**Page excerpt**

International Finance Corporation (IFC), a member of World Bank is assisting Northeastern state of Meghalaya for implementation of universal health insurance plan.

, ET Bureau|
Updated: May 03, 2012, 06.58 PM IST

GUWAHATI: International Finance Corporation (IFC), a member of World Bank is assisting Northeastern state of Meghalaya for implementation of universal health insurance plan.

The insurance plan is expected to benefit state's three million populations, including those from low- and middle-income households currently without health coverage.

According to a statement, IFC will work jointly with the World Bank to assist the state in designing and implementing the insurance plan, including promoting private sector participation.

The scheme is expected to broaden coverage for local families, allowing them to obtain quality healthcare and specialized treatment close to home. The project is also supported by the UK's Department for International Development.

Donald Wahlang, Commissioner and Secretary of the state's Department of Health and Family Welfare observed, "Through this first-of-its kind scheme in India, Meghalaya will be able to expand healthcare services to all. In the long term, it will help address the shortage of trained medical and paramedical staff in the northeast region.

Meghalaya had launched India's national insurance scheme Rashtriya Swasthya Bima Yojna in 2009.The project will be implemented in two phases.

[Data extracted from a collection]
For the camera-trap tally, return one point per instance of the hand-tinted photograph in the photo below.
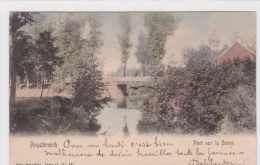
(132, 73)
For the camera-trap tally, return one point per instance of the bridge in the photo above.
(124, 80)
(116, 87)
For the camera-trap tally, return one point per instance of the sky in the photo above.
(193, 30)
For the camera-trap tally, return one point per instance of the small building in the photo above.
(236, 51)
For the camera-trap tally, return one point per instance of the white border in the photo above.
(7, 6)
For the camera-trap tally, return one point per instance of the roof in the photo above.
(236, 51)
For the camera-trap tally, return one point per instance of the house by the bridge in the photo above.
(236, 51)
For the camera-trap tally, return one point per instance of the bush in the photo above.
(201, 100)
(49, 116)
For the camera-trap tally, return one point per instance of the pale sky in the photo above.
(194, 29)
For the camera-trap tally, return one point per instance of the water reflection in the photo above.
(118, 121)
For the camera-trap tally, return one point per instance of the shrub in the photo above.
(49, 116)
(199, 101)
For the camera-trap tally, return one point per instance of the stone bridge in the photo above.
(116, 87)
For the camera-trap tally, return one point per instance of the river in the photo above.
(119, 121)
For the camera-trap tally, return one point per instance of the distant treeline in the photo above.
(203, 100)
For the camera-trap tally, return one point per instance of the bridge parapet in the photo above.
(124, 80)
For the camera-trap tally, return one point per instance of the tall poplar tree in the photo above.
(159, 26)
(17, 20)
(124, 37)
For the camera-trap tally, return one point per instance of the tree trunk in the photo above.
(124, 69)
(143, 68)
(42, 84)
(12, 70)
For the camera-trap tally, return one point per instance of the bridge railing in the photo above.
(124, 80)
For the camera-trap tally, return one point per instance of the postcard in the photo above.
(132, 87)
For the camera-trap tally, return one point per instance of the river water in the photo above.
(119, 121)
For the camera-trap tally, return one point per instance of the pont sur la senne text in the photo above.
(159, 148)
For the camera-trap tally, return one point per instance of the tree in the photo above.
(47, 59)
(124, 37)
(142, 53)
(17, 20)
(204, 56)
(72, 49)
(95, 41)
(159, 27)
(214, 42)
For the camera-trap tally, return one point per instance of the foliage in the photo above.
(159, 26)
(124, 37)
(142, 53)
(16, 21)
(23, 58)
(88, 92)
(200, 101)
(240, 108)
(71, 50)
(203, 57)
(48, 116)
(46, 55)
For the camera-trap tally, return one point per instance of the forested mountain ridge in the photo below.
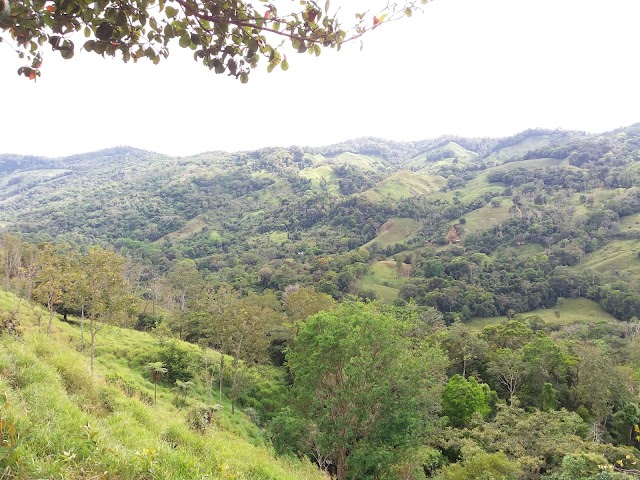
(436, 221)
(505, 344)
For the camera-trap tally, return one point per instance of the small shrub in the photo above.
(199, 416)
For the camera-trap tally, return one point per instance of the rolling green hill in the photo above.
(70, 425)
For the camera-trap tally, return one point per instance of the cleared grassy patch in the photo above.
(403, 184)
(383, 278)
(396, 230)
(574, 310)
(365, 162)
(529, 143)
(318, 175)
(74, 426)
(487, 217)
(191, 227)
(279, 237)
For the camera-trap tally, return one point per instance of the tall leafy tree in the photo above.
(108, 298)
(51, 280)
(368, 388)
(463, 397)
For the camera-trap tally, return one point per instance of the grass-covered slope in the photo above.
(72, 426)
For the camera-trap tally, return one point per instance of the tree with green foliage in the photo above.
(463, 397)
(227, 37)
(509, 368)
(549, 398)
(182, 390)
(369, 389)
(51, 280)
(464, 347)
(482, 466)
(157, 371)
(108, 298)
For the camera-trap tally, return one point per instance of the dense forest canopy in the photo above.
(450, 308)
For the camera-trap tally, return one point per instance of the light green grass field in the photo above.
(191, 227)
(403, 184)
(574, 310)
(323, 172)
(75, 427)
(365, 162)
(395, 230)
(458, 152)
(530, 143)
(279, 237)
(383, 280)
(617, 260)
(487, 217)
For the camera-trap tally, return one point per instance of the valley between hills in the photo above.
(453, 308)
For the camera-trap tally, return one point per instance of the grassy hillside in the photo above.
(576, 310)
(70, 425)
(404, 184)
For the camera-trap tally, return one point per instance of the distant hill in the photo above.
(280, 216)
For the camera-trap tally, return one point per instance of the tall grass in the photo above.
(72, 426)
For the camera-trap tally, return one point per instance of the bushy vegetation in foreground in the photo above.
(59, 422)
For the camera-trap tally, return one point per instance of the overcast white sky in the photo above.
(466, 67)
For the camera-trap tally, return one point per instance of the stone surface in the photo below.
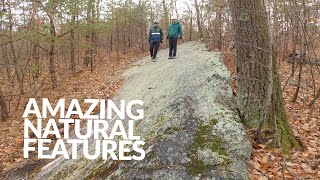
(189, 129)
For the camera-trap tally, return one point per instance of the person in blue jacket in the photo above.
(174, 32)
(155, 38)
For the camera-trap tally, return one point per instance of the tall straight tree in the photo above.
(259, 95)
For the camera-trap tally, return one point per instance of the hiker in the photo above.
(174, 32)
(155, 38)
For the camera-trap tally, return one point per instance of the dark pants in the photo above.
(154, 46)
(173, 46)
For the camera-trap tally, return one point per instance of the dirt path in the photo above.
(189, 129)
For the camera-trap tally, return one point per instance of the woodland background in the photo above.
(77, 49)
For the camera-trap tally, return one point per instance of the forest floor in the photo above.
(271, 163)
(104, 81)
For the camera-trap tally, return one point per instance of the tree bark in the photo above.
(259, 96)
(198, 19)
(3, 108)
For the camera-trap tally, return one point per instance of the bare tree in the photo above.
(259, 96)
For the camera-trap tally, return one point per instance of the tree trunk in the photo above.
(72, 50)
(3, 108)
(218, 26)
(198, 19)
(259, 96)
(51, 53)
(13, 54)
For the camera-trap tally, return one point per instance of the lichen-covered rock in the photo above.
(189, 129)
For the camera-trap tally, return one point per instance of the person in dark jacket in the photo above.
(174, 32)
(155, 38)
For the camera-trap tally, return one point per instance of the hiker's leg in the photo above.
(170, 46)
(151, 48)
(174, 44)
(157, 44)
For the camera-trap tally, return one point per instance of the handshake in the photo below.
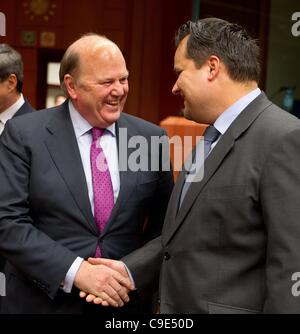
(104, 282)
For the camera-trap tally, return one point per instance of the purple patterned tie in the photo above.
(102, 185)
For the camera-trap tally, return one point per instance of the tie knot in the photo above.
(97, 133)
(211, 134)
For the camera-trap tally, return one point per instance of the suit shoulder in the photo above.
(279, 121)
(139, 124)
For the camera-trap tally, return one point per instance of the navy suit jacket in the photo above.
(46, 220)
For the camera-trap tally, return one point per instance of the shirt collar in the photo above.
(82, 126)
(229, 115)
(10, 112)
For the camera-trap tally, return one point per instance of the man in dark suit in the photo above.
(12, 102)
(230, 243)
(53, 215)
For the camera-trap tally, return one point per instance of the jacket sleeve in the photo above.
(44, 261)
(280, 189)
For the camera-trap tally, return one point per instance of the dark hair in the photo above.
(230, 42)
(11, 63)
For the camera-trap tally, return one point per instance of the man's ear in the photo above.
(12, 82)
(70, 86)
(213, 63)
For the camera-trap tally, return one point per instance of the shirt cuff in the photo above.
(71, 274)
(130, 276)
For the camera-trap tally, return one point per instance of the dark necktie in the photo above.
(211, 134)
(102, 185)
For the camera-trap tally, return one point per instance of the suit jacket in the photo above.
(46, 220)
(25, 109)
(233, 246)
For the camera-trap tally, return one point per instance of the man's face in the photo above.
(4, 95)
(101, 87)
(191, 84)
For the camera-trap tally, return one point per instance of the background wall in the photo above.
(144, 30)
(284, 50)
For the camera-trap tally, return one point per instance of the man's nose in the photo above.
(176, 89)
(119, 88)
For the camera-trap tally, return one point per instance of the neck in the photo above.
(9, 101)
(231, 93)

**Assignment A**
Edit the Meghalaya health insurance article by writing out the passage that begins at the words "GUWAHATI: International Finance" and stops after "without health coverage.", with "3 million" put in place of "three million".
**Assignment B**
Answer these questions using the Meghalaya health insurance article:
(i) Which UK body supports the project?
(ii) Which national insurance scheme did Meghalaya launch in 2009?
(iii) In how many phases will the project be implemented?
**Assignment C**
Extend the article on Meghalaya's health insurance plan, picking up after its final sentence.

**Response box A**
GUWAHATI: International Finance Corporation (IFC), a member of World Bank is assisting Northeastern state of Meghalaya for implementation of universal health insurance plan.

The insurance plan is expected to benefit state's 3 million populations, including those from low- and middle-income households currently without health coverage.

**Response box B**
(i) The UK's Department for International Development
(ii) Rashtriya Swasthya Bima Yojna
(iii) Two

**Response box C**
In the first, the plan will extend insurance coverage to more than 80 percent of the residents not covered by Meghalaya's current program. The second phase will include coverage for a broader range of diseases and tertiary health care delivery, all under higher financial cover.

Karin Finkelston, IFC Vice President for Asia-Pacific said," By introducing an efficient and independent paying mechanism, the project will promote private sector participation in offering healthcare to the insured. Increasing the paying capacity of the rural poor will encourage the private sector to provide services in smaller and remote towns and villages."

"With steep health expenditures affecting the poor, government-sponsored health insurance schemes offer new possibilities towards attaining universal coverage," said Julie McLaughlin, World Bank Sector Manager for Health, Nutrition and Population for South Asia.

This is the second intervention in healthcare by IFC in Meghalaya. IFC advised the state government in 2010 on providing quality healthcare and training at the Shillong hospital and medical college.